**EXERCISE INSTRUCTIONS**.
Rewrite all the lines below, requests included, and shift every coordinate in the answers by -57. Leave the pictures out.

⟨

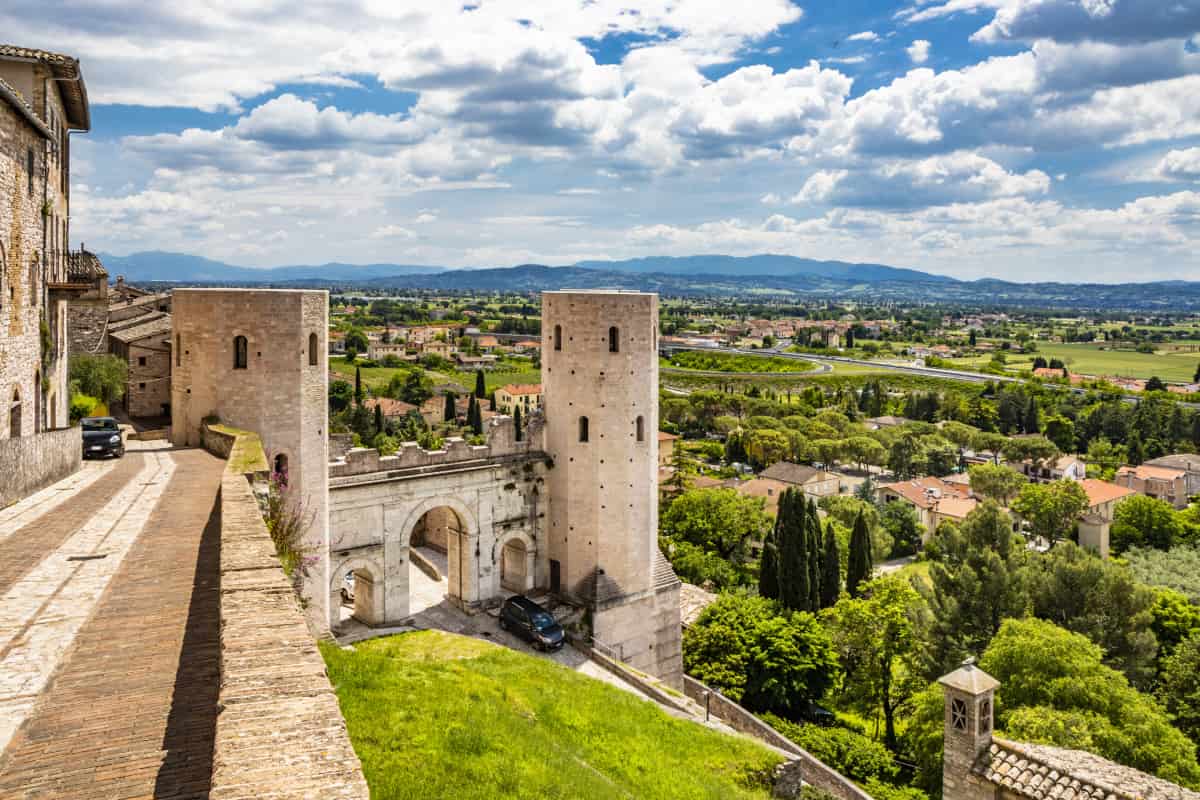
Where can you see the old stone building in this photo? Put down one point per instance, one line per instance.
(257, 360)
(600, 376)
(979, 765)
(42, 98)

⟩

**RESULT**.
Where can you see the old stone building in this photo? Put down one point per instance, one line per instance.
(200, 303)
(543, 319)
(922, 708)
(-15, 41)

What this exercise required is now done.